[Dataset entries]
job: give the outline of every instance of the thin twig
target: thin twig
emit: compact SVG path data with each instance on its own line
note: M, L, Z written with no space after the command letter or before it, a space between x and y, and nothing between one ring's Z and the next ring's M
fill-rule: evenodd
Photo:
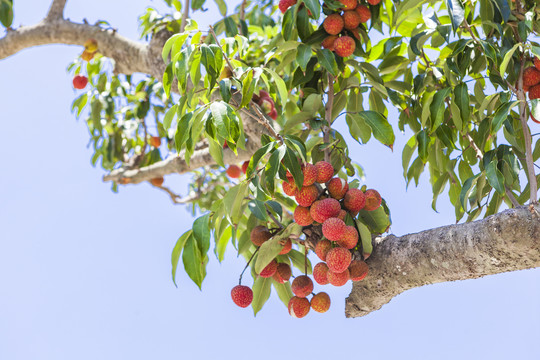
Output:
M332 110L334 107L334 77L328 73L328 101L325 106L325 119L328 125L323 127L323 141L325 144L330 142L330 126L332 126ZM330 149L324 149L324 161L330 162Z
M223 50L223 47L221 46L221 44L219 43L219 40L217 38L217 35L216 35L216 32L214 31L214 27L212 25L210 25L210 34L212 34L212 37L214 38L217 46L219 46L219 48L221 49L221 52L223 53L223 57L225 58L225 61L227 62L227 65L229 66L229 68L231 69L231 71L234 70L234 66L233 64L231 63L231 60L229 60L229 57L227 56L227 54L225 53L225 50Z
M508 197L512 205L514 207L520 206L520 203L517 201L516 197L514 196L514 193L508 188L508 186L505 186L505 190L506 190L506 196Z
M283 228L284 228L283 224L280 223L280 222L278 221L278 219L276 219L276 217L274 216L274 214L272 214L272 212L271 212L270 210L266 209L266 212L268 213L268 216L270 216L270 219L272 219L272 221L273 221L277 226L279 226L280 229L283 229Z
M189 17L189 2L190 0L186 0L184 2L184 11L182 12L182 20L180 22L180 32L184 32L187 24L187 19Z
M54 0L47 13L46 20L57 20L64 17L64 8L66 7L67 0Z
M242 273L240 274L240 279L238 279L238 285L242 285L242 275L244 275L244 272L246 271L246 269L248 268L249 266L249 263L251 262L251 260L253 260L253 257L255 256L255 254L257 253L257 251L259 251L260 247L257 248L257 250L255 250L253 252L253 254L251 255L251 257L249 258L246 266L244 267L244 270L242 270Z

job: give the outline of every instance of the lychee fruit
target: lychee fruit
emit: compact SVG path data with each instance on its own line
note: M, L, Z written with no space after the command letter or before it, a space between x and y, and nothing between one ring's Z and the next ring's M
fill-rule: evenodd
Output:
M227 175L232 179L238 179L242 174L242 169L238 165L231 165L227 168Z
M349 281L349 269L344 272L335 273L328 270L328 282L334 286L343 286Z
M364 210L373 211L377 210L381 206L382 198L377 190L368 189L365 193L366 204L364 205Z
M326 219L323 222L322 233L325 238L331 241L338 241L345 231L345 222L337 217Z
M343 4L341 10L354 10L358 5L358 0L338 0Z
M354 11L360 16L361 23L367 23L371 19L371 11L366 5L358 5Z
M96 53L95 52L88 52L87 50L84 50L81 54L81 59L83 59L84 61L90 61L94 58L94 55Z
M159 136L152 136L150 138L149 143L150 143L150 146L158 148L161 146L161 138Z
M369 5L378 5L381 0L367 0L367 2L369 3Z
M73 77L73 87L75 89L84 89L88 84L88 78L84 75L75 75Z
M287 307L289 309L289 315L300 319L309 313L311 304L306 298L293 296L291 300L289 300L289 305Z
M341 246L331 249L326 255L326 265L334 273L344 272L351 264L351 252Z
M319 240L317 245L315 245L315 254L321 259L322 261L326 261L326 255L332 248L332 243L326 239Z
M531 86L529 89L529 99L538 99L540 98L540 84Z
M279 10L282 14L285 14L288 8L296 4L296 0L280 0L279 1Z
M317 180L317 175L319 174L319 170L317 170L317 167L309 163L304 164L302 172L304 173L304 183L302 184L303 186L313 185Z
M292 178L290 181L283 181L282 187L283 192L289 196L296 196L298 194L298 189Z
M344 26L345 23L343 22L343 18L339 14L328 15L328 17L324 19L323 22L324 30L330 35L339 34L341 30L343 30Z
M364 192L359 189L350 189L345 194L343 205L352 213L357 213L364 208L366 198Z
M269 278L272 277L277 271L278 263L276 259L270 261L270 264L266 265L264 269L261 270L261 273L259 274L260 277L263 278Z
M334 51L341 57L351 56L356 50L356 43L350 36L342 36L334 41Z
M349 184L342 178L335 177L326 184L326 188L334 199L341 200L349 191Z
M245 174L247 173L247 168L249 166L249 160L246 160L242 163L242 172Z
M349 274L352 281L363 280L369 271L368 264L362 260L353 260L349 265Z
M283 245L283 249L281 249L281 251L279 252L279 255L288 254L289 251L291 251L291 249L292 249L292 241L291 239L287 239L287 241L285 242L285 245Z
M296 194L295 199L298 205L303 207L309 207L315 200L319 197L319 190L315 185L304 186L298 194Z
M328 284L328 265L324 262L320 262L313 268L313 279L319 285Z
M330 51L334 51L334 41L336 41L337 38L338 38L337 35L330 35L322 41L321 46Z
M540 70L540 59L538 57L534 57L533 59L534 67Z
M248 307L253 301L253 291L247 286L236 285L231 290L231 298L240 307Z
M294 209L294 222L300 226L308 226L313 224L313 219L311 218L309 208L297 206L296 209Z
M354 226L346 226L345 231L343 231L343 236L337 243L345 249L354 249L358 244L358 231L356 228Z
M319 313L325 313L330 309L330 296L325 292L313 295L311 298L311 308Z
M272 275L272 278L278 283L283 284L289 281L291 278L292 271L289 264L279 263L276 269L276 273Z
M272 111L270 111L268 114L272 120L276 120L278 117L278 113L276 111L276 108L273 108Z
M270 230L266 228L266 226L258 225L251 230L250 239L251 242L255 246L261 246L264 244L265 241L270 239L272 237L272 234L270 233Z
M523 85L533 86L540 83L540 70L534 66L528 67L523 71Z
M150 180L150 183L154 186L160 187L161 185L163 185L164 181L165 179L163 179L163 177L160 176L160 177L153 178L152 180Z
M339 210L339 215L337 216L339 219L345 221L345 216L347 215L347 212L345 210Z
M354 10L348 10L343 13L341 16L343 18L343 24L345 29L353 30L360 25L360 15Z
M532 114L531 114L531 120L534 121L537 124L540 124L540 121L536 120L536 118L534 116L532 116Z
M317 167L318 173L317 173L317 182L319 184L323 184L327 181L329 181L332 176L334 176L334 167L332 164L326 161L319 161L315 164Z
M309 210L311 218L318 223L326 219L337 217L341 211L341 205L336 199L328 198L315 201Z
M307 275L297 276L291 284L294 295L305 298L313 291L313 281Z
M84 42L84 49L90 53L95 53L98 49L98 43L96 39L88 39Z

* [What this task involves]:
Search the entries for the word "instance", then gather every line that has it.

* [Task answer]:
job: give the outline of every instance of the thin twig
emit: compact SVG path data with each instance on its own line
job: give the outline of every instance of the lychee fruit
emit: compact SVG path data with each instance on its own line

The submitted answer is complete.